> _Request a_: Format the lines of the records as a JSON list of strings, one string per line and no strings for blank lines. Begin at the line that contains "Instruction: examine the provided photo and detect the concrete" and stop after the line that contains "[723,138,771,171]".

> _Given passage_:
Got it. That's great detail, Andy. Thank you. And then on GTA, I think you mentioned in your prepared comments and the slides, and it's also in the press release, talking about exploring different operating models to lower costs. Can you give us a sense of what they might be, or more importantly, what the order of magnitude might be for reducing the cost? And I'm guessing that means an absolute sense, not as a precursor to reducing it on a unit basis.
Absolutely, yeah. It's I think to sort of remember that, you know, GTA has certainly been a major project for us. The startup of a major facility such as this, as an LNG scheme, you know, always comes, I think the first year is always a challenging period because you're building plateau, you're removing those shutdown and commissioning costs and getting to steady state. So I think the first order of business is sort of to deliver that outcome and get to that sort of plateau. And I think, you know, we got COD in June. I think we're holding at those levels now. And, you know, we're producing at the ACQ. So I think, but we know there's more to go. When we look at the individual trains and the optimization that can be done, you know, there's absolutely ability to get to nameplate and beyond. So that's part of the journey in the second half of the year. Then part of the journey in the second half of the year is getting those project and startup costs, commissioning costs out of the system and getting to a lower level, which we think we'll achieve both in the fourth quarter. And then looking beyond that, the conversation with the operator is around a couple of things. We're looking at how we refinance the FPSO in the second half of the year. That will bring a significant benefit to Cosmos and to the NOCs. And then beyond that is how do you reduce the operating costs even lower? And that ultimately, Charles, is about exploring all operating models. At the moment, we have a model which is exclusively BP personnel, both on the FPSO and the hub, are the ways in which you can look at models that are employed elsewhere that ultimately get you to a more competitive position. So those are the things that follow next. So I think there's a lot of opportunity to take cost out, and it isn't simply about moving the volume up. It is fundamentally about attacking the cost base from all of the angles that I've talked about.

> _Records provided_:
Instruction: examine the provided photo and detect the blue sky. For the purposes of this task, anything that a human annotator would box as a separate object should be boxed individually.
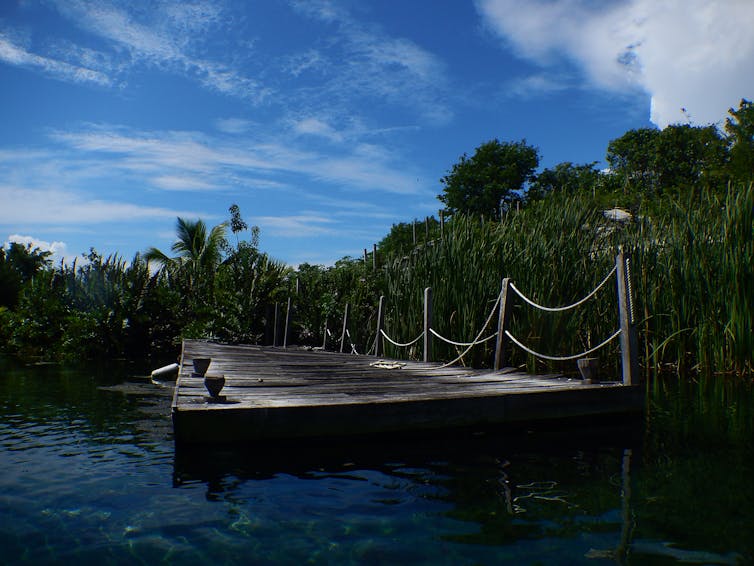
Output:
[0,0,754,265]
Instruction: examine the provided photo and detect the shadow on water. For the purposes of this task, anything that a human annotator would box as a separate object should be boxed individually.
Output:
[0,358,754,565]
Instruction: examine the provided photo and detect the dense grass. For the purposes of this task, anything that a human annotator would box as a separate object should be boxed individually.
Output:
[384,185,754,375]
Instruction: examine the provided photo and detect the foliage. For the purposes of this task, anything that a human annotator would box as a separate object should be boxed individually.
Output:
[378,216,440,257]
[438,139,539,219]
[607,125,727,198]
[0,242,52,308]
[526,161,600,202]
[725,99,754,183]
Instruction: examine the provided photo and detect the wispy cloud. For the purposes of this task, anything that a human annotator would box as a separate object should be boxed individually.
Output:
[3,234,68,262]
[254,213,339,238]
[0,184,196,226]
[476,0,754,126]
[291,1,452,124]
[48,121,420,194]
[0,32,113,86]
[0,0,272,103]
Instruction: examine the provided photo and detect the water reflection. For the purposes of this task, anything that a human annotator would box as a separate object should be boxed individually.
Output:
[0,360,754,564]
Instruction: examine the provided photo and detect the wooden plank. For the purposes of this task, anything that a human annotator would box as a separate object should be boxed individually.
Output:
[172,340,642,443]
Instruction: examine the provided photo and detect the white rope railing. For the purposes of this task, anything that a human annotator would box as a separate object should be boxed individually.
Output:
[346,328,359,356]
[380,328,424,348]
[429,328,497,347]
[505,329,620,362]
[440,291,503,368]
[510,267,618,312]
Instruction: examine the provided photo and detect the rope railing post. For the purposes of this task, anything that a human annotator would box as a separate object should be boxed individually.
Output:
[340,303,351,354]
[272,301,280,347]
[494,277,511,371]
[424,287,432,362]
[283,297,292,348]
[374,295,385,357]
[615,250,639,385]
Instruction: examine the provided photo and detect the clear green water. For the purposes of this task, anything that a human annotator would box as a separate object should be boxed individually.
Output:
[0,359,754,565]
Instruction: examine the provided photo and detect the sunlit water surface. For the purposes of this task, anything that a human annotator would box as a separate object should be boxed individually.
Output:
[0,359,754,565]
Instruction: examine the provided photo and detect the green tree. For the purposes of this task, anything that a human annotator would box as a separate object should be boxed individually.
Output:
[653,124,728,195]
[0,242,52,308]
[607,124,728,197]
[725,99,754,182]
[606,128,660,194]
[144,218,227,292]
[378,216,440,260]
[438,139,539,222]
[526,161,600,201]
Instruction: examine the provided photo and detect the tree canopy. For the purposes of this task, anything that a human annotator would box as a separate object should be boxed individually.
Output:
[438,139,539,222]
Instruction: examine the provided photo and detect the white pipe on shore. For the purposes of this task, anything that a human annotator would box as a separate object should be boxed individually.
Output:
[152,364,179,379]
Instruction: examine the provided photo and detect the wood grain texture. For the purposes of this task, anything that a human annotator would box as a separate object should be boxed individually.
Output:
[172,340,643,443]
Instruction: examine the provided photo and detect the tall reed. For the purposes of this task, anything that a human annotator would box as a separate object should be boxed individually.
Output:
[384,184,754,382]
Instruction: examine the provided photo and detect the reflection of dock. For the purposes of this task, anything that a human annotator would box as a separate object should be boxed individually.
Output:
[172,340,643,443]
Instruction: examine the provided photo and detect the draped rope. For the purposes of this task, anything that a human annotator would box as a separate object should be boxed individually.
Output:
[346,328,359,356]
[440,291,503,368]
[429,328,498,347]
[380,328,424,348]
[505,329,620,362]
[510,266,618,312]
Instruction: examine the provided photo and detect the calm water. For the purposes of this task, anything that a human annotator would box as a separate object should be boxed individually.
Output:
[0,359,754,565]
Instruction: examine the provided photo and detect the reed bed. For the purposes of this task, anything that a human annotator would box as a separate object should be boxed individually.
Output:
[383,185,754,382]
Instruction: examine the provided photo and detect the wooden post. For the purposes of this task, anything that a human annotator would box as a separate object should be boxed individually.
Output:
[495,277,511,371]
[272,301,280,346]
[340,303,350,354]
[283,297,292,348]
[615,250,639,385]
[424,287,432,362]
[374,295,385,357]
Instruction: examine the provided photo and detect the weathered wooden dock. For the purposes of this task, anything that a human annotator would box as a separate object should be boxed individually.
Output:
[172,340,644,444]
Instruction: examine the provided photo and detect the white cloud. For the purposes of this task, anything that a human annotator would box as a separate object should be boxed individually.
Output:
[476,0,754,127]
[48,121,419,194]
[293,117,343,141]
[288,1,452,124]
[0,33,112,86]
[0,185,197,226]
[3,234,67,262]
[215,118,254,134]
[44,0,271,103]
[254,214,340,238]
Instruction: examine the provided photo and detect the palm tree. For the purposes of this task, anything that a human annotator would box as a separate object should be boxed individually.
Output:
[144,218,227,291]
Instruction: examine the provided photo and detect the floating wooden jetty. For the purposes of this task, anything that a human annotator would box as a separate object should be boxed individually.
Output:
[172,340,644,444]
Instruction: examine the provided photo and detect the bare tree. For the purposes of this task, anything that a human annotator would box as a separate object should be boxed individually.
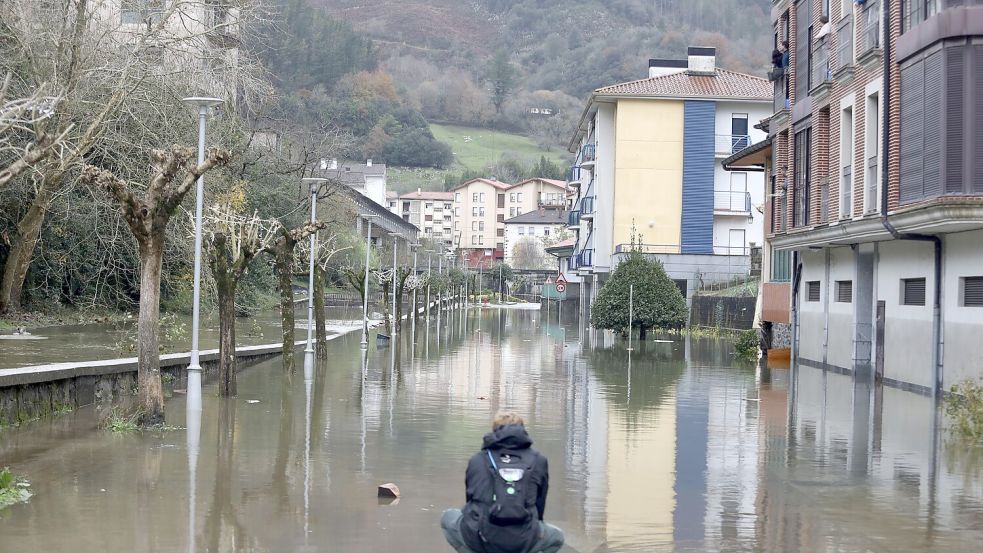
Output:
[81,145,229,425]
[207,205,279,397]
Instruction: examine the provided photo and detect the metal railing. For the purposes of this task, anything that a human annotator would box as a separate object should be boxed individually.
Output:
[713,190,751,214]
[580,144,597,163]
[812,41,832,90]
[713,134,751,156]
[580,196,594,215]
[836,14,853,70]
[860,0,881,55]
[567,209,580,227]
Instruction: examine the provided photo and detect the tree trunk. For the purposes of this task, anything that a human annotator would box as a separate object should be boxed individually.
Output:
[137,232,164,426]
[314,265,328,359]
[0,172,61,313]
[215,274,238,397]
[274,246,296,371]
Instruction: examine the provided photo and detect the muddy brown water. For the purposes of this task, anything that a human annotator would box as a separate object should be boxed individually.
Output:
[0,311,983,553]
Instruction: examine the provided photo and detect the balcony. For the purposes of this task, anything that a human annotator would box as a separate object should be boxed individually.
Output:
[713,134,751,157]
[577,248,594,269]
[580,196,594,221]
[713,190,751,217]
[567,165,587,186]
[809,40,833,99]
[567,210,580,229]
[580,144,597,167]
[857,0,883,65]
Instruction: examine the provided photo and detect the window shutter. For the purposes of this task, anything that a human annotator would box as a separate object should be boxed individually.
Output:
[901,278,925,305]
[806,280,821,301]
[922,52,944,197]
[940,46,965,194]
[963,277,983,307]
[836,280,853,303]
[901,61,925,204]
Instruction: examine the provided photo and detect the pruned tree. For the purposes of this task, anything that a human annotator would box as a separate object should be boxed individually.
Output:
[264,221,327,371]
[0,73,72,187]
[204,204,279,397]
[81,145,230,425]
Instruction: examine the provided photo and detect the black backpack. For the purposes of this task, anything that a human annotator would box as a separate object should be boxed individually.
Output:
[480,450,539,553]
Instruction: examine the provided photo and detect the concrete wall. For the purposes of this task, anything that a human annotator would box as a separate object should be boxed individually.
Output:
[611,100,683,252]
[875,241,936,387]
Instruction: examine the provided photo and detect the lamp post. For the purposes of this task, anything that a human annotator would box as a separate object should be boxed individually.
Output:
[360,213,378,349]
[301,177,328,358]
[392,232,399,337]
[182,97,224,411]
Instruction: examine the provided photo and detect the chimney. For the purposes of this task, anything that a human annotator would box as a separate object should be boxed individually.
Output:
[686,46,717,75]
[649,59,687,79]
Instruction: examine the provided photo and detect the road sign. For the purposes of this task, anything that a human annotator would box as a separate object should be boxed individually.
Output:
[553,273,567,294]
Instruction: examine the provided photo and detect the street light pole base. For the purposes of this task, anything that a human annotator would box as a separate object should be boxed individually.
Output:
[188,365,202,411]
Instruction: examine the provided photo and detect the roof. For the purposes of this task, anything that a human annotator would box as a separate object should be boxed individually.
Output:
[505,209,567,225]
[450,179,512,192]
[594,68,775,101]
[399,190,454,202]
[723,138,771,171]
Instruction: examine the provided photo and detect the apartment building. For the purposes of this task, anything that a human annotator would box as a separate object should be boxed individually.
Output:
[568,48,772,306]
[748,0,983,393]
[451,179,567,267]
[387,188,454,250]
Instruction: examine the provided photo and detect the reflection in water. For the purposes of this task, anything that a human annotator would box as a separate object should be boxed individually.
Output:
[0,309,983,553]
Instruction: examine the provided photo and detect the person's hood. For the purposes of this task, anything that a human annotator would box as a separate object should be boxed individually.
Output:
[481,424,532,450]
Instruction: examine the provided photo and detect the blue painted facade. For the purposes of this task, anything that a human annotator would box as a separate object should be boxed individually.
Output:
[682,100,716,254]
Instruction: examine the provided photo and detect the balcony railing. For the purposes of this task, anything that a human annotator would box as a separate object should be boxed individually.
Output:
[836,14,853,71]
[812,41,832,90]
[580,144,597,163]
[860,0,881,56]
[713,134,751,156]
[567,210,580,227]
[580,196,594,215]
[577,248,594,268]
[713,190,751,215]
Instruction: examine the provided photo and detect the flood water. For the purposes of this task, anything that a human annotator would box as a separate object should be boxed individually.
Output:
[0,311,983,553]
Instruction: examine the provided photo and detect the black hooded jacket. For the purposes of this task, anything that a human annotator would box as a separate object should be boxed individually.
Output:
[461,425,549,553]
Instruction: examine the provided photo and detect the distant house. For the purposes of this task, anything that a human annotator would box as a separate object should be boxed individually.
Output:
[505,207,567,269]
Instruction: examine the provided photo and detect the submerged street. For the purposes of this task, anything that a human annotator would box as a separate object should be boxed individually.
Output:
[0,310,983,553]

> _Request b_: Retype a portion of the GTA cost discussion word for word. Begin at the words "Got it. That's" and stop after "a unit basis.".

> _Worked solution a_:
[
  "Instruction: examine the provided photo and detect the concrete wall. For the purposes of this task, anything that a human annotator would box as a separate object should be boxed individually.",
  "Output:",
  "[611,100,683,252]",
  "[875,241,936,387]",
  "Instruction: examine the provided photo and detect the lamp post. For the purposes of this task, anything that a human annotator would box as a separate object should be boxed individually.",
  "Output:",
  "[360,213,378,349]",
  "[301,177,328,358]",
  "[392,232,399,337]",
  "[182,97,224,411]",
  "Instruction: examine the provided photo and detect the chimney. For the purposes of this task, anything that a human annotator would box as a separate object should be boxed individually.",
  "Output:",
  "[686,46,717,75]",
  "[649,59,687,79]",
  "Instruction: examine the provided photo and detect the road sign. For the purposes of this task, anything that a human annotator would box as a separate object should be boxed individually.",
  "Output:",
  "[553,273,567,294]",
  "Instruction: examine the provided photo and detect the street light pole base. For the purposes of this task, anything that a human annotator would box as a separate object should be boxed individually.",
  "Output:",
  "[188,365,202,411]",
  "Instruction: examine the provided photo and detect the roof. For the purposes of this task, anything that a human annotator would box as a separate object should be boxed individually.",
  "Output:",
  "[505,209,567,225]",
  "[450,179,512,192]",
  "[594,68,775,101]",
  "[399,190,454,202]",
  "[723,138,771,171]"
]

> _Worked solution b_:
Got it. That's great detail, Andy. Thank you. And then on GTA, I think you mentioned in your prepared comments and the slides, and it's also in the press release, talking about exploring different operating models to lower costs. Can you give us a sense of what they might be, or more importantly, what the order of magnitude might be for reducing the cost? And I'm guessing that means an absolute sense, not as a precursor to reducing it on a unit basis.